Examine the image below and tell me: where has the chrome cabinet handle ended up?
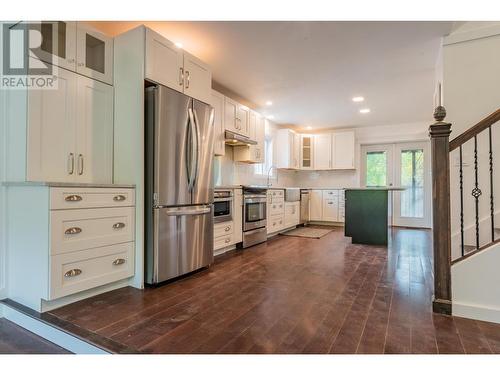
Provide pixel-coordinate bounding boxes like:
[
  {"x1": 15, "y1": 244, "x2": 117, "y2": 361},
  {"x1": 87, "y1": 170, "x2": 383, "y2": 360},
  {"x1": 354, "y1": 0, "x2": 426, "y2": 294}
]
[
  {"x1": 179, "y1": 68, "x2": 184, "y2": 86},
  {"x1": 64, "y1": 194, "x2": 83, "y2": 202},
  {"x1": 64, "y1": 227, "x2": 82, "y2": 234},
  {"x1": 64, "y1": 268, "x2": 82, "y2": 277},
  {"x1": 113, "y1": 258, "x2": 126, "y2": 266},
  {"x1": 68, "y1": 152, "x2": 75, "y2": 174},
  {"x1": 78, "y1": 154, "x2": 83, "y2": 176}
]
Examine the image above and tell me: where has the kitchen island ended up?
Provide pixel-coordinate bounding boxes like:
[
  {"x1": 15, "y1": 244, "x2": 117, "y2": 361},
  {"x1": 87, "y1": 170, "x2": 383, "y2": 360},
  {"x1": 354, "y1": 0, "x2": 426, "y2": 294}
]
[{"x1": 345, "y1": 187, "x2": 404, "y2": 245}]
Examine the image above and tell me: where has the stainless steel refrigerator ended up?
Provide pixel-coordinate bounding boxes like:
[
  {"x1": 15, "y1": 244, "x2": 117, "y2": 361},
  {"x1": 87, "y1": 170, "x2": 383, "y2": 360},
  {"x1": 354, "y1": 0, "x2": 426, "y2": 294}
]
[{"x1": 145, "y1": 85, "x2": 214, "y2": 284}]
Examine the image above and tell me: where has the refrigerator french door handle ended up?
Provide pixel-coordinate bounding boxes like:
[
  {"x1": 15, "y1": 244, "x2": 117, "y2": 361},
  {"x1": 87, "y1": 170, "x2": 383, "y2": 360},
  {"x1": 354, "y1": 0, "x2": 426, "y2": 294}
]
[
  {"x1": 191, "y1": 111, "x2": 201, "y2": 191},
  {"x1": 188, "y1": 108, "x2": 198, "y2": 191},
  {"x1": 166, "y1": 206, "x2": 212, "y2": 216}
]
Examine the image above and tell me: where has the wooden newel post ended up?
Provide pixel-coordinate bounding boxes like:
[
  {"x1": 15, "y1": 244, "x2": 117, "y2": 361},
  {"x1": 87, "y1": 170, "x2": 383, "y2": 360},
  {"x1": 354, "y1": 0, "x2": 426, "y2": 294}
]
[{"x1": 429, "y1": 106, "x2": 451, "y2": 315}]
○ ○ ○ ○ ○ ○ ○
• **The request**: Rewrite everything from the line containing "Examine the image above and tell me: where has the stainless" down to the end of the material above, offsetting each bounding box coordinate in the answers by 37. Leave all other lines and numbers as they are.

• **Written answer**:
Examine the image above and tell me: where has the stainless steel refrigerator ended up?
Provide pixel-coordinate bounding boxes like:
[
  {"x1": 15, "y1": 244, "x2": 117, "y2": 361},
  {"x1": 87, "y1": 170, "x2": 383, "y2": 360},
  {"x1": 354, "y1": 0, "x2": 426, "y2": 294}
]
[{"x1": 182, "y1": 122, "x2": 251, "y2": 321}]
Examine the image above and tell me: where has the refrigerator french door handle ended up?
Provide pixel-coordinate bounding boxes like:
[
  {"x1": 15, "y1": 244, "x2": 117, "y2": 361},
  {"x1": 87, "y1": 170, "x2": 383, "y2": 360},
  {"x1": 354, "y1": 0, "x2": 426, "y2": 294}
]
[
  {"x1": 228, "y1": 148, "x2": 238, "y2": 228},
  {"x1": 225, "y1": 145, "x2": 235, "y2": 228},
  {"x1": 203, "y1": 243, "x2": 249, "y2": 253}
]
Examine the image above and tell me: where has the wooden newel post ended up?
Provide pixel-coordinate bounding boxes like:
[
  {"x1": 15, "y1": 244, "x2": 117, "y2": 361},
  {"x1": 87, "y1": 170, "x2": 383, "y2": 360},
  {"x1": 354, "y1": 0, "x2": 426, "y2": 294}
]
[{"x1": 466, "y1": 143, "x2": 488, "y2": 352}]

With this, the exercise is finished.